WORK INSTRUCTION: Instruction for the entries that follow: retype exactly the lines from the line with "negative clicks: (186, 649) (143, 721)" to the line with "477L208 495L183 515L191", both included, and omit all others.

(DATASET EXTRACT Opens)

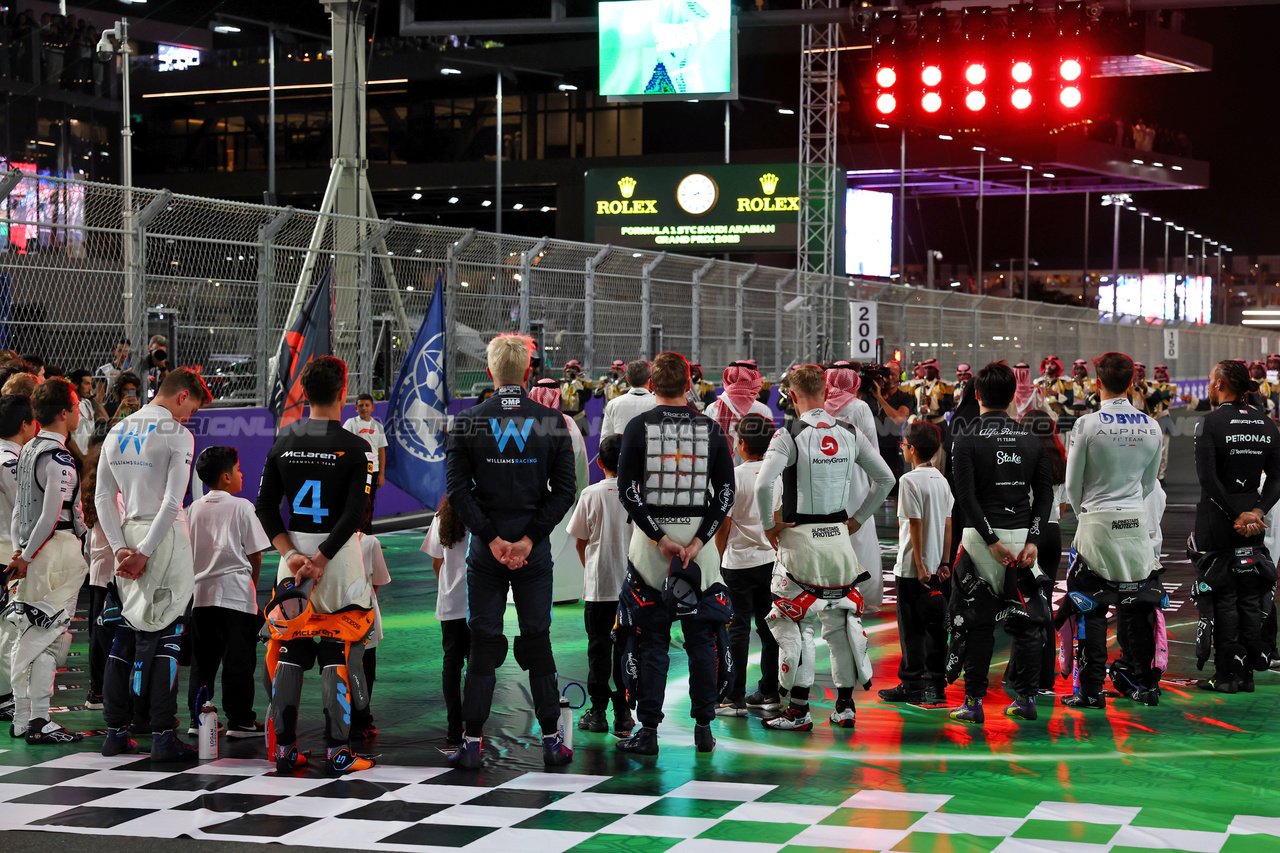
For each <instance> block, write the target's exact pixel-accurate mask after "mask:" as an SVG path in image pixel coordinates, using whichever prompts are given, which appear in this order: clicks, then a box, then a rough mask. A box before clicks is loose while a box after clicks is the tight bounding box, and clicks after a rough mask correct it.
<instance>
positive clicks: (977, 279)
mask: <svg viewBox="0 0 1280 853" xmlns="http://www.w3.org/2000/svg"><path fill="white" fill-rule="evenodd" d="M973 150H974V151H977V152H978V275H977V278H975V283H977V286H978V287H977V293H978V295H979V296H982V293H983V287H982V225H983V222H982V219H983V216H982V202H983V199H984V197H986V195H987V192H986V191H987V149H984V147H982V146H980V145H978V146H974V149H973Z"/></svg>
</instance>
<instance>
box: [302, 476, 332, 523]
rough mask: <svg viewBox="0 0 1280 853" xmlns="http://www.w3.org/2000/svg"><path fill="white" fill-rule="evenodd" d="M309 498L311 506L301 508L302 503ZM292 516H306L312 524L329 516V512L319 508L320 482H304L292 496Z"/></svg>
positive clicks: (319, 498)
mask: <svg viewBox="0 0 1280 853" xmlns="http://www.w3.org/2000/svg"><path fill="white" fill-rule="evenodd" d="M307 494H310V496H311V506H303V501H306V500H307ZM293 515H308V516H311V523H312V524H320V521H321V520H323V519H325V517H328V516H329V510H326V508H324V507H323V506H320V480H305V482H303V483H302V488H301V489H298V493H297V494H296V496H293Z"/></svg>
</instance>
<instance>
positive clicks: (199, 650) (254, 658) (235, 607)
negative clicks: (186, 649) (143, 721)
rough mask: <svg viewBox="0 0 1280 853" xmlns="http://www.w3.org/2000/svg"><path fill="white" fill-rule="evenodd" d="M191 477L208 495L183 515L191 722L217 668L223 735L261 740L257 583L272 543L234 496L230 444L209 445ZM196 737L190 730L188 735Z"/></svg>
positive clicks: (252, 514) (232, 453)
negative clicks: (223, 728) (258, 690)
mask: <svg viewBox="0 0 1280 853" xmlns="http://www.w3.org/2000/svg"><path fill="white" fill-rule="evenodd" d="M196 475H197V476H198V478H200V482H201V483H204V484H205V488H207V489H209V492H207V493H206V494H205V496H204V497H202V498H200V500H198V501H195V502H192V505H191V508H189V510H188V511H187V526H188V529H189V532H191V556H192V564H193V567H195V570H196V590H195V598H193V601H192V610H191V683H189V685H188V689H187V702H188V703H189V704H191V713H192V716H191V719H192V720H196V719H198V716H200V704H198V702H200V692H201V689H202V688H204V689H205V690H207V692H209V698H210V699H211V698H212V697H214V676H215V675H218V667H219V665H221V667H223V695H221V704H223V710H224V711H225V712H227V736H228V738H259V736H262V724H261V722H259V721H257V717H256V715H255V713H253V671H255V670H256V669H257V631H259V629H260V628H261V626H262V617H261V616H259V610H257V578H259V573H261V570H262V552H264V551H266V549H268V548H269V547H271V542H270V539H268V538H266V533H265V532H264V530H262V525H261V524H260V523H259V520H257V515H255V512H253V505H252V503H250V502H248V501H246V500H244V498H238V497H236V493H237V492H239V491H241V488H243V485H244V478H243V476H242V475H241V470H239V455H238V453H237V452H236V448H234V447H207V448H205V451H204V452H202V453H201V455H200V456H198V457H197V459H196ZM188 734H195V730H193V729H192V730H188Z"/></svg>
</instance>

(DATASET EXTRACT Closes)

THE COMPLETED TASK:
negative clicks: (186, 649) (143, 721)
rough mask: <svg viewBox="0 0 1280 853" xmlns="http://www.w3.org/2000/svg"><path fill="white" fill-rule="evenodd" d="M191 477L208 495L183 515L191 722L217 668L223 735L261 740L257 583L272 543L234 496L230 444L209 445ZM196 737L190 730L188 735Z"/></svg>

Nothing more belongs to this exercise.